## [What the task asks]
Your answer should be a single number: the count of lines in the listing that contain "photo".

## [The data]
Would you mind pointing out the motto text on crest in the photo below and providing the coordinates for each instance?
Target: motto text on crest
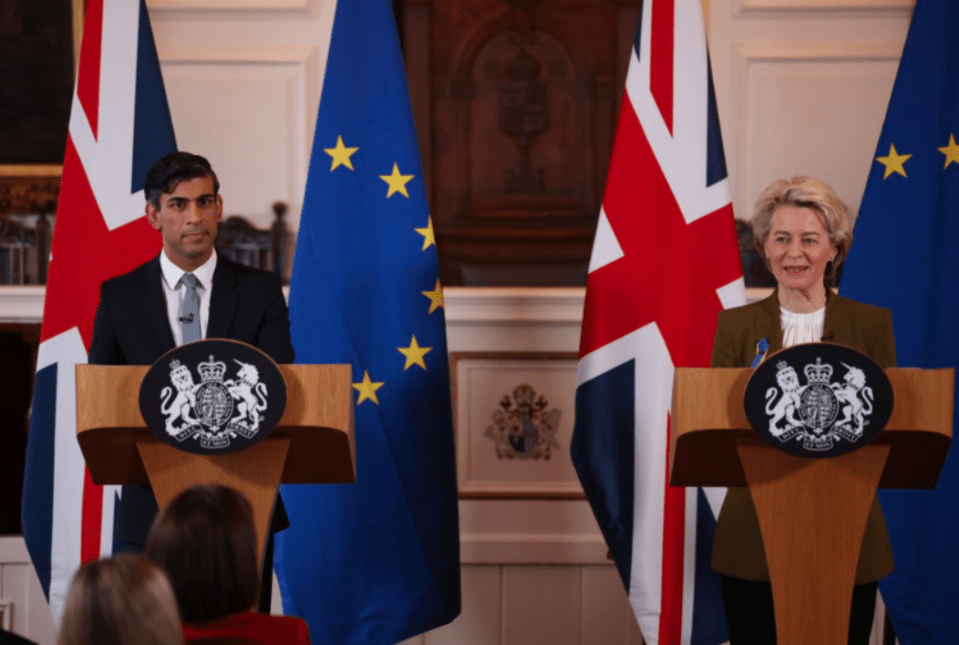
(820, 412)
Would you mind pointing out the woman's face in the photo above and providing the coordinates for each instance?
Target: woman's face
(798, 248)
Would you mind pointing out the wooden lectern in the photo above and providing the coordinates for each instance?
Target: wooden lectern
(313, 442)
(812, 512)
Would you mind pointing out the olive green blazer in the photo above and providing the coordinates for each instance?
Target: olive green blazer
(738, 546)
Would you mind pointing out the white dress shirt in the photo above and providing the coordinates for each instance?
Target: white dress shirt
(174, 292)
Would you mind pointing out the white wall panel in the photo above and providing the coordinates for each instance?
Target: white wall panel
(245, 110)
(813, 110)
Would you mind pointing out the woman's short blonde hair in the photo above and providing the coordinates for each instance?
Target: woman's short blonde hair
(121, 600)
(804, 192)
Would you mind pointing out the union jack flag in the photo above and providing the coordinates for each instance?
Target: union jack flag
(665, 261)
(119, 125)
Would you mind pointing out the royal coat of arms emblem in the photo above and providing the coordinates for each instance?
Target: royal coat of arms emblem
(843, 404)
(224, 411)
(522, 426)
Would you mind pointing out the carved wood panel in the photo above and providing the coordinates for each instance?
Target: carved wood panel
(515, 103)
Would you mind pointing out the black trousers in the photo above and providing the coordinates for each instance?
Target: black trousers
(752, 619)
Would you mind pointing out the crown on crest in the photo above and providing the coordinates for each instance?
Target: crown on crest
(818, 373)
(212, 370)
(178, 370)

## [Answer section]
12